== PROBLEM TO SOLVE ==
Present the following data again exactly as it is shown.

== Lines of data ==
>>

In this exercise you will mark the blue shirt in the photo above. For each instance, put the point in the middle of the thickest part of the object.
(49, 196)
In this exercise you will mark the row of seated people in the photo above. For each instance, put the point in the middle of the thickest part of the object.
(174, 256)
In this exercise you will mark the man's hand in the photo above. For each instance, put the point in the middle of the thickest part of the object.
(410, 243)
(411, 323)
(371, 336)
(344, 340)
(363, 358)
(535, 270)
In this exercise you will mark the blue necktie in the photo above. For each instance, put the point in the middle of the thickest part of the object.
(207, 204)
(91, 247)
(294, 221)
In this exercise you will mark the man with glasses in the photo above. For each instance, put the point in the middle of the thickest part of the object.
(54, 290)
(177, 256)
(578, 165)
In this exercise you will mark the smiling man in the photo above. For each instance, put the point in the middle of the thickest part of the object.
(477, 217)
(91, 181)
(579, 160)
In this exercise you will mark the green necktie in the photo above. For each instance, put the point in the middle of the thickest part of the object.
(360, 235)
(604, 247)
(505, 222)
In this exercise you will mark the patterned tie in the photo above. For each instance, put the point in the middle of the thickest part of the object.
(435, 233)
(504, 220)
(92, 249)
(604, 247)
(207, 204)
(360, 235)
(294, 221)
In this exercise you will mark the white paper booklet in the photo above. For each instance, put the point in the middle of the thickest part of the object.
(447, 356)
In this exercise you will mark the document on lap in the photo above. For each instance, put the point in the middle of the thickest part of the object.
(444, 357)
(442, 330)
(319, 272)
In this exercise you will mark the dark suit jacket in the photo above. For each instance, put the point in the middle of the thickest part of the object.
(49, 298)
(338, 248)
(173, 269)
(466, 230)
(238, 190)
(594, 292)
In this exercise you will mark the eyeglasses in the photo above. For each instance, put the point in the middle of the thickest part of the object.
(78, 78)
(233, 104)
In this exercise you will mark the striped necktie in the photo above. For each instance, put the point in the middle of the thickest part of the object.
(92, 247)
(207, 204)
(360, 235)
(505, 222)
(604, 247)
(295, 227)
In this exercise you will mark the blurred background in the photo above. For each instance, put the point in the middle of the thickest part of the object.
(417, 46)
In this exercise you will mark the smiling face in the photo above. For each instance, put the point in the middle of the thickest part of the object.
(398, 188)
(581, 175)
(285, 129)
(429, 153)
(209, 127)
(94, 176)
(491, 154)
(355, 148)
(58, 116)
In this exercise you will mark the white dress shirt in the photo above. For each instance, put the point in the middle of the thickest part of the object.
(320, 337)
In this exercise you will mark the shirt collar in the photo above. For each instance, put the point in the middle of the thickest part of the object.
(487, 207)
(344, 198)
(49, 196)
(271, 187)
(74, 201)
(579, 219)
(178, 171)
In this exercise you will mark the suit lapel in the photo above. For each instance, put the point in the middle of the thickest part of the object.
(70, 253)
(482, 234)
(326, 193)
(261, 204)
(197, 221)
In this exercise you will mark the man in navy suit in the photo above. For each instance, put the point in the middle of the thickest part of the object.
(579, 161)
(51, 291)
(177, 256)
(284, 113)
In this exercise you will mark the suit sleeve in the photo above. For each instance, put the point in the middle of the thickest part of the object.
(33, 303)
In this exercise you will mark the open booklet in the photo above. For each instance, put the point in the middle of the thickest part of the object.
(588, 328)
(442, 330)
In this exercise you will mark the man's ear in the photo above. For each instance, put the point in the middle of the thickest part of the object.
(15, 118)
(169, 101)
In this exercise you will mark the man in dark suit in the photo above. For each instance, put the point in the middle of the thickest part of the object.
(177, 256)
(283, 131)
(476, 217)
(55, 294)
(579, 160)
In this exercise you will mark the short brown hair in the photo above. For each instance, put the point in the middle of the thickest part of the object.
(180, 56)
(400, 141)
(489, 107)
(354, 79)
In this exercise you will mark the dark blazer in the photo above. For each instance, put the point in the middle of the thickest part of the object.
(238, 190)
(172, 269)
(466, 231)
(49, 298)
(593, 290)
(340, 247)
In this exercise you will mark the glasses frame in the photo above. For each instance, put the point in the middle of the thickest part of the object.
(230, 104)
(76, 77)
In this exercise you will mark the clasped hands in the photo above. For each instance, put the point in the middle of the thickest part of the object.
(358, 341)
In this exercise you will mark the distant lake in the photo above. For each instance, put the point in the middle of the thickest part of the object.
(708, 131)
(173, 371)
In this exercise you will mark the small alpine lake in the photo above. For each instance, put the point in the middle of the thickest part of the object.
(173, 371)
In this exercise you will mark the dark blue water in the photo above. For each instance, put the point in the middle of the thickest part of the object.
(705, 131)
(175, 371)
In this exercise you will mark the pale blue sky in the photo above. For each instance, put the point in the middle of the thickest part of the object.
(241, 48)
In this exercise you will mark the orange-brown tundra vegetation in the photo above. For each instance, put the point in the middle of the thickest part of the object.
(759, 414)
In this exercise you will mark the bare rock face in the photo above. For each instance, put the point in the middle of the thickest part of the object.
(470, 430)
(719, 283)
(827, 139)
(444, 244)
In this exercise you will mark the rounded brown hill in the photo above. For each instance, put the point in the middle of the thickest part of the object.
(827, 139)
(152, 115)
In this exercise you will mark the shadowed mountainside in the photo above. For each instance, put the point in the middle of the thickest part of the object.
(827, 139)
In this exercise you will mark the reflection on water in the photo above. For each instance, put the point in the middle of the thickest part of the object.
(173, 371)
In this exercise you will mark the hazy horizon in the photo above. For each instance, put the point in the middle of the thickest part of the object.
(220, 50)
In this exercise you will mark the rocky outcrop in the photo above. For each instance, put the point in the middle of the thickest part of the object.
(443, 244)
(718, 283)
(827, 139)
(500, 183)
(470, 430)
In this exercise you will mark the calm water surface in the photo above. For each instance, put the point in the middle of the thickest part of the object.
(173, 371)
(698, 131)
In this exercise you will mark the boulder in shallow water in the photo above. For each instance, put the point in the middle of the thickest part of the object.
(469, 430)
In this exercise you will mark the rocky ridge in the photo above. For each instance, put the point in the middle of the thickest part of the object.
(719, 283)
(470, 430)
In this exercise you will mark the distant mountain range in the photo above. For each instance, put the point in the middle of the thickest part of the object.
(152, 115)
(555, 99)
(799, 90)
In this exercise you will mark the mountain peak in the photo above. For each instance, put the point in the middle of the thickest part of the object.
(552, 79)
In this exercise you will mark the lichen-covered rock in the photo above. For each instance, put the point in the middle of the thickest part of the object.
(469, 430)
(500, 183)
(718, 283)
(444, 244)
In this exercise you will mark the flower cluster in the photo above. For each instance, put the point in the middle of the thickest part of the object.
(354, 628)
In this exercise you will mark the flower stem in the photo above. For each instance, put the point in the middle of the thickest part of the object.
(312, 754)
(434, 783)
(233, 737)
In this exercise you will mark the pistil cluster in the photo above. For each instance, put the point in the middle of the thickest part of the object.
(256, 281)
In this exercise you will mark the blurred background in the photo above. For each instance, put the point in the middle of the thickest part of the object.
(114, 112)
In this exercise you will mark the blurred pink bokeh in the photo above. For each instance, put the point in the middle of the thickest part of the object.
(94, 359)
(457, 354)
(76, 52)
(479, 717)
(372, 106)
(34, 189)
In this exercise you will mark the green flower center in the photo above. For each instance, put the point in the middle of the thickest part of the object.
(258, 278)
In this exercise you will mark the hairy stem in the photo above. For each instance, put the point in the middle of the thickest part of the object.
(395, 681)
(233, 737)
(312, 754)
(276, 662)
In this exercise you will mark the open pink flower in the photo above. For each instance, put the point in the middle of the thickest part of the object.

<<

== RESPONSE TO THE EXERCISE ==
In this exercise you will mark the blue shirt in the photo above. For each instance, put the point in the middle of the thickest part of the object.
(49, 196)
In this exercise you will mark the row of seated people in the photo above. For each instance, put the point in the middle of the thickest part of the object.
(174, 256)
In this exercise you will mark the man's hand in the photo above. For each instance, put the point in the middle of the thickest part of the object.
(410, 243)
(411, 323)
(371, 336)
(344, 340)
(363, 358)
(535, 270)
In this exercise you will mark the blue necktie in the photo above. For each instance, put the point in the middle of the thickest part of the object.
(207, 204)
(91, 247)
(294, 221)
In this exercise you will mark the man with glasses in the photo above. For each instance, put the point in the middle of the thickest part of the object.
(54, 290)
(177, 256)
(578, 165)
In this exercise you will mark the smiling man in the photo above. For each instance, put the point in the middle of the thickest part of the object.
(477, 217)
(91, 181)
(579, 160)
In this exercise you will mark the green necktie in the photo above. For each instance, put the point in the middle of the thickest part of the object.
(360, 235)
(604, 247)
(505, 222)
In this exercise you will mark the patterned tie in the photo above. For each instance, put the point in the middle of the thickest part of the object.
(435, 233)
(504, 220)
(92, 249)
(604, 247)
(207, 204)
(360, 235)
(294, 221)
In this exercise you will mark the white paper booklet in the photo above. For each instance, put the point in the middle of the thickest part of the object.
(447, 356)
In this exercise you will mark the document on lap in the photo above. For each instance, put the point in the middle of the thickest part of the object.
(444, 357)
(442, 330)
(319, 272)
In this exercise you will mark the dark suit jacket in the photo above. For each instance, put the point in the middle of the thickest part of the object.
(49, 298)
(338, 248)
(173, 269)
(466, 230)
(238, 190)
(594, 292)
In this exercise you will mark the eyeglasses in the photo above. For each instance, put the point in the middle of the thickest part of the object.
(78, 78)
(233, 104)
In this exercise you will mark the striped necktie in the photo above. For each instance, put the point in the middle of the thickest part of the object.
(92, 247)
(207, 204)
(360, 235)
(505, 222)
(604, 247)
(295, 227)
In this exercise you will mark the blurred background in the photo above. For each instance, put the point in the middle of the thickest part of the object.
(417, 46)
In this exercise you will mark the smiling face in the photo above. For each instance, put the point in the middle of the thickest part of the object.
(398, 188)
(581, 175)
(285, 129)
(429, 153)
(209, 127)
(94, 176)
(491, 154)
(355, 148)
(58, 116)
In this exercise you will mark the white dress shirt in the photo above. For each instance, put the point in the middle of the thickest part of the object.
(320, 337)
In this exercise you will mark the shirt collar in the photo above. For each instance, put the point in the middle of the thickest part of the object.
(487, 207)
(344, 198)
(49, 196)
(271, 187)
(74, 201)
(579, 219)
(178, 171)
In this exercise you will mark the suit lapel in the photo above. For each instance, put the point in the middle of the thickest part of the object.
(70, 253)
(482, 234)
(326, 193)
(261, 204)
(197, 221)
In this exercise you will mark the man in navy suit in the photo above. For each instance, put the point in the middle of the thickest part of the object.
(579, 161)
(51, 291)
(177, 256)
(284, 113)
In this exercise you will mark the suit sleeve in the photo above. For each instance, put the point in the middle of the thickest part of the object.
(33, 303)
In this exercise you will mark the open booklet in the photo above. For each instance, put the point in the middle of the thickest part of the object.
(588, 328)
(442, 330)
In this exercise you will mark the man's ear in the photo above. For each instance, put the point in the middle of the thickest part of the object.
(15, 118)
(169, 101)
In this exercise you will mark the man in dark suit in the photo above. For each instance, put the point in the middle of the thickest part of the object.
(177, 256)
(283, 131)
(476, 217)
(55, 294)
(579, 160)
In this exercise you will mark the short brown hair in the photo above. For each instance, put the point in the middle of the thickest part of the object.
(180, 56)
(400, 141)
(489, 107)
(354, 79)
In this exercise you will mark the dark blazer in the photo above. For each instance, put the point in the middle of the thickest part of the object.
(238, 190)
(172, 269)
(466, 231)
(49, 298)
(593, 290)
(340, 247)
In this exercise you will mark the glasses frame in the photo above. For each instance, put the point in the middle of the thickest part of the object.
(230, 104)
(76, 77)
In this exercise you will mark the clasped hands in the photo above. For each instance, put the point in the middle of the thickest part of the object.
(358, 341)
In this exercise you will mark the distant lake in the photo above. For each instance, put the point in the middle of the thickest part of the object.
(708, 131)
(173, 371)
In this exercise you will mark the small alpine lake in the photo above. For each instance, put the point in the middle of the thickest part of the object.
(173, 371)
In this exercise you will mark the dark blue water in the photo above. For each instance, put the point in the middle of the thickest part of the object.
(705, 131)
(175, 371)
In this exercise you will mark the pale blue sky in the photo above. For each instance, put the point in the middle of the thickest part of the object.
(241, 48)
In this exercise you will mark the orange-brown tundra vegetation in the photo above. For each instance, put the point in the middle of the thickest part of the object.
(759, 414)
In this exercise you will mark the bare rock face in the photo above. For each instance, put the point in the middle of the thickest part of the object.
(470, 430)
(719, 283)
(827, 139)
(444, 244)
In this exercise you will mark the rounded brown hill in the photo above. For each instance, put the point in the middle of the thickest part of the object.
(827, 139)
(152, 115)
In this exercise you will mark the shadowed mountainside in the photo above. For each instance, put the point in the middle of the thickest part of the object.
(827, 139)
In this exercise you will mark the reflection on water in the photo above. For each instance, put the point in the middle of the thickest part of the object.
(173, 371)
In this exercise you will mark the hazy horizon in the photo above. For each instance, put the point in the middle of the thickest part of the object.
(220, 50)
In this exercise you will mark the rocky outcrop in the photo above. For each instance, put the point in the middle of the thickest part of the object.
(443, 244)
(718, 283)
(827, 139)
(500, 183)
(470, 430)
In this exercise you will mark the calm water surface in the photo above. For each instance, put the point in the middle of the thickest part of the object.
(173, 371)
(698, 131)
In this exercise you will mark the boulder in shallow water in the photo above. For each instance, put the point in the middle of the thickest part of the object.
(469, 430)
In this exercise you will mark the rocky ridge in the photo above. For each instance, put the point in the middle of the thickest part of the object.
(719, 283)
(470, 430)
In this exercise you will mark the distant mountain range in the photo above. For each instance, put the point in the middle of the thickest part of the object.
(152, 115)
(555, 99)
(799, 90)
In this exercise you will mark the mountain peak in the photo above. For each instance, put the point in the middle of the thickest part of the object.
(552, 79)
In this exercise you will mark the lichen-covered rock in the photo above. For each instance, put the point in the middle of the thickest part of the object.
(469, 430)
(500, 183)
(718, 283)
(444, 244)
In this exercise you will mark the flower cluster in the photo above. For each instance, put the point in the middle of the thickest part of the object.
(354, 628)
In this exercise you will mark the flower stem in the photo above. For each instance, put the point in the middle of the thickest part of the object.
(312, 754)
(434, 783)
(233, 737)
In this exercise you will mark the pistil cluster in the photo above. For each instance, put the point in the middle of the thickest part of the object.
(256, 281)
In this exercise you will mark the blurred background in the photo above. For each instance, put the point in the middle of the thickest part of the object.
(114, 112)
In this exercise you will mark the blurred pink bokeh in the photo above. For each instance, put the point in the middle of the thickest part of the object.
(94, 359)
(457, 354)
(76, 52)
(479, 717)
(372, 106)
(34, 189)
In this exercise you will mark the green flower center in the photo above. For each instance, put the point in the middle of the thickest part of the object.
(258, 278)
In this exercise you will mark the hairy stem in the photo above. For each instance, put the point in the middle of the thickest part of the object.
(395, 681)
(233, 737)
(312, 754)
(276, 662)
In this exercise you will mark the open pink flower in the photo above. For each instance, put the point in the middle of the thickest part of the object.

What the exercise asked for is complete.